### Items
━━━━━━━━━━━━━━━━

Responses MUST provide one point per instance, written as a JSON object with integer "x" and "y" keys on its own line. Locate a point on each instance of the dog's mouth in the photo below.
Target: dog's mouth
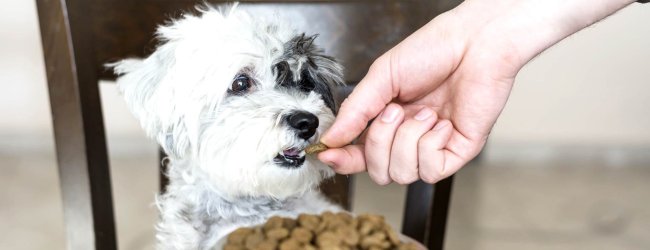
{"x": 290, "y": 158}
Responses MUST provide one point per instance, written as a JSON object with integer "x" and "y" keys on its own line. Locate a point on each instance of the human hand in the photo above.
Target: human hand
{"x": 438, "y": 93}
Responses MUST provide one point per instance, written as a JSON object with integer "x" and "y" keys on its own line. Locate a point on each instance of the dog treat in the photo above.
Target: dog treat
{"x": 315, "y": 148}
{"x": 326, "y": 231}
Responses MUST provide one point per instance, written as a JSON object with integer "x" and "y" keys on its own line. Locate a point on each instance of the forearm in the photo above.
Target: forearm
{"x": 521, "y": 29}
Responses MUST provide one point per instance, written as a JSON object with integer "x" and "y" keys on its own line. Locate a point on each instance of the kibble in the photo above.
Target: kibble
{"x": 316, "y": 148}
{"x": 325, "y": 231}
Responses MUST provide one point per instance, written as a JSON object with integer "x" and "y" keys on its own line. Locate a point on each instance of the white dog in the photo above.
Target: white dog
{"x": 233, "y": 101}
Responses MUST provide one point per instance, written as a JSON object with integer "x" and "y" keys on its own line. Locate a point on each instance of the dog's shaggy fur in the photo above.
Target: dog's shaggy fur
{"x": 219, "y": 95}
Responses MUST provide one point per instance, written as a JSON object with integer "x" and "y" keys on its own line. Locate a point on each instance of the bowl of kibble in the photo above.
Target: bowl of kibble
{"x": 325, "y": 231}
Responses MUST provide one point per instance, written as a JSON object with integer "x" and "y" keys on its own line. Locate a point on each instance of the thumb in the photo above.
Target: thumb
{"x": 365, "y": 102}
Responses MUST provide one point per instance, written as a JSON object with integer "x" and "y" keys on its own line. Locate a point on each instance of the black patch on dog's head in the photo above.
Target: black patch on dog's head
{"x": 303, "y": 67}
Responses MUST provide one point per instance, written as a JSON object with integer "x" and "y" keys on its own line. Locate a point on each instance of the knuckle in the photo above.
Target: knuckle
{"x": 373, "y": 139}
{"x": 429, "y": 178}
{"x": 403, "y": 179}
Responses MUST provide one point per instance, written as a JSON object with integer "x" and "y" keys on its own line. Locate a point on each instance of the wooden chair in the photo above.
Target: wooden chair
{"x": 79, "y": 36}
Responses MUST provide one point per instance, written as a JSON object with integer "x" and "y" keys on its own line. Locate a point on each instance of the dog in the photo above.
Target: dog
{"x": 233, "y": 100}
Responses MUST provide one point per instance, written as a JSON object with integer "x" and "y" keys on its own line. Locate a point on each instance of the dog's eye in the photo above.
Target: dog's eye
{"x": 240, "y": 85}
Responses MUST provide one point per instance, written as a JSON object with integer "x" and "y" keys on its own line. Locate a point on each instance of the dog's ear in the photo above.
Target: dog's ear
{"x": 142, "y": 82}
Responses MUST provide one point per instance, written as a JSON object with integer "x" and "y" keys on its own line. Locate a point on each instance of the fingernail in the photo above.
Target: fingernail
{"x": 440, "y": 125}
{"x": 424, "y": 114}
{"x": 390, "y": 114}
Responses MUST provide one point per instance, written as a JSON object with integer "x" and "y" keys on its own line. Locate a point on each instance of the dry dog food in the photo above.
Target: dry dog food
{"x": 327, "y": 231}
{"x": 315, "y": 148}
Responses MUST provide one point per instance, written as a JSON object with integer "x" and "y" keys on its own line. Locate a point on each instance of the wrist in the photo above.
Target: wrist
{"x": 533, "y": 26}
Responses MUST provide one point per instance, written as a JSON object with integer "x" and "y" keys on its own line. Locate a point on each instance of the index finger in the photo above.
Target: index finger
{"x": 365, "y": 102}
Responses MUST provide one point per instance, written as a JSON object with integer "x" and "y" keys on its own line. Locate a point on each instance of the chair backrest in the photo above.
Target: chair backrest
{"x": 80, "y": 36}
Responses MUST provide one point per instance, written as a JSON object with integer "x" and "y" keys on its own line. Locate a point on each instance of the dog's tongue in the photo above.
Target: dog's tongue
{"x": 291, "y": 152}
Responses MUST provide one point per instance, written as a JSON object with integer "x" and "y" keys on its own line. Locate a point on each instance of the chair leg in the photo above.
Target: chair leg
{"x": 78, "y": 128}
{"x": 439, "y": 213}
{"x": 163, "y": 178}
{"x": 425, "y": 214}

━━━━━━━━━━━━━━━━

Leave out the pictures and output every record above precisely as given.

Responses MUST provide one point per instance, written as a JSON object with integer "x" and "y" keys on its own line. Locate a point on each instance of the dog's mouth in the photo below.
Target: dog's mouth
{"x": 290, "y": 158}
Responses MUST provide one point per instance, written as a JSON object with integer "x" and "y" keys on its own line. Locate a point on each instance of the human hand in the photo above.
Target: human hand
{"x": 438, "y": 93}
Responses MUST provide one point per instance, written as a JSON object with integer "x" and "y" keys on its own line. Locate a point on each instance of the dog treat in the photo above.
Target: dog treat
{"x": 315, "y": 148}
{"x": 326, "y": 231}
Responses MUST provide one point per instance, written as a JSON object with integer "x" and "y" keys on its own line. Locate a point on each instance of the forearm in the photo above.
Target: forearm
{"x": 521, "y": 29}
Responses MUST provide one point per instance, written as a JSON object with integer "x" and "y" keys on its own line. Locate a point on each instance of the kibble in the photo above.
Target: kibble
{"x": 316, "y": 148}
{"x": 325, "y": 231}
Responses MUST provide one point per instance, written as a JSON object with integer "x" and "y" keys on its own line. Locate a point on each instance of the white dog in the photo above.
Target: white dog
{"x": 233, "y": 101}
Responses MUST provide one point per instance, written as a JSON object with integer "x" and "y" keys on its own line. Locate a point on each instance of the dog's shaggy fur in the photo above.
Target: dog's shaggy fur
{"x": 219, "y": 95}
Responses MUST provide one point per instance, written as a JSON object with integer "x" and "y" keys on its own line. Locate a point on each instance of the bowl of kibble in the photo above.
Target: bowl of kibble
{"x": 325, "y": 231}
Responses MUST provide one point per instance, written as a JSON object with integer "x" and "y" keys on its own line. Locate a point on each instance of the thumb in the photo above.
Target: thumb
{"x": 365, "y": 102}
Responses MUST provide one point per instance, written as a JSON object with integer "x" and "y" keys on its own line. Locate a point on each instance of the black patch on dog's head in the photo above.
Target: black patch on dog's head
{"x": 303, "y": 67}
Responses MUST provide one point per instance, written as a JSON object with integer "x" and "y" keys on its own line. Locate a point on each instance of the knuckle in the photo above.
Target: knuckle
{"x": 373, "y": 139}
{"x": 429, "y": 178}
{"x": 403, "y": 179}
Responses MUST provide one point per instance, written as a JSON object with integer "x" and "y" keys on its own line. Locate a point on each instance of the wooden chair in the photo above.
Target: wooden chair
{"x": 79, "y": 36}
Responses MUST provide one point per instance, written as a JSON object with integer "x" and "y" keys on its own line. Locate a point on each instance of the dog in the photo above.
Target: dog
{"x": 233, "y": 100}
Responses MUST provide one point per instance, written as a JSON object with integer "x" and "y" keys on its own line. Locate a point on each instance of the dog's eye in the photo above.
Target: dog's eye
{"x": 240, "y": 85}
Responses MUST provide one point per instance, written as a JSON object with integer "x" and "y" keys on its own line. Locate a point on each instance of the dog's ear in the photo above.
Target: dog's ear
{"x": 142, "y": 82}
Responses MUST provide one point per instance, written as a JSON object with integer "x" and "y" keys on its own line. Locate a point on each instance of the fingernail in the photo above.
Target: fingernail
{"x": 440, "y": 125}
{"x": 424, "y": 114}
{"x": 390, "y": 114}
Responses MUST provide one point per instance, written as a JSON object with integer "x" and "y" keys on its own line. Locate a point on each instance of the dry dog food in the photo above.
Target: dry dog food
{"x": 327, "y": 231}
{"x": 315, "y": 148}
Responses MUST provide one point per instance, written as a JSON object with integer "x" and "y" keys on its own line. Locate a point on each instance of the wrist in the photo above.
Target: wrist
{"x": 533, "y": 26}
Responses MUST provide one point per instance, written as a JSON object with integer "x" and "y" keys on its own line. Locate a point on each instance of the index finger in the photo above.
Target: index finger
{"x": 365, "y": 102}
Responses MUST provide one point per instance, written as a JSON object with integer "x" and "y" keys on its own line. Locate a point on each instance of the chair backrest in the photo above.
Target: chair backrest
{"x": 80, "y": 36}
Responses MUST provide one point per instance, written as a JSON object with integer "x" and "y" keys on its own line. Locate a point on each instance of the dog's tongue in the photo above.
Target: dog's tongue
{"x": 291, "y": 152}
Responses MUST provide one point per instance, written as a JSON object with integer "x" and "y" keys on its own line. Locate a point on each instance of the chair leg in the photo above.
Target: chair leg
{"x": 78, "y": 128}
{"x": 439, "y": 213}
{"x": 163, "y": 178}
{"x": 425, "y": 214}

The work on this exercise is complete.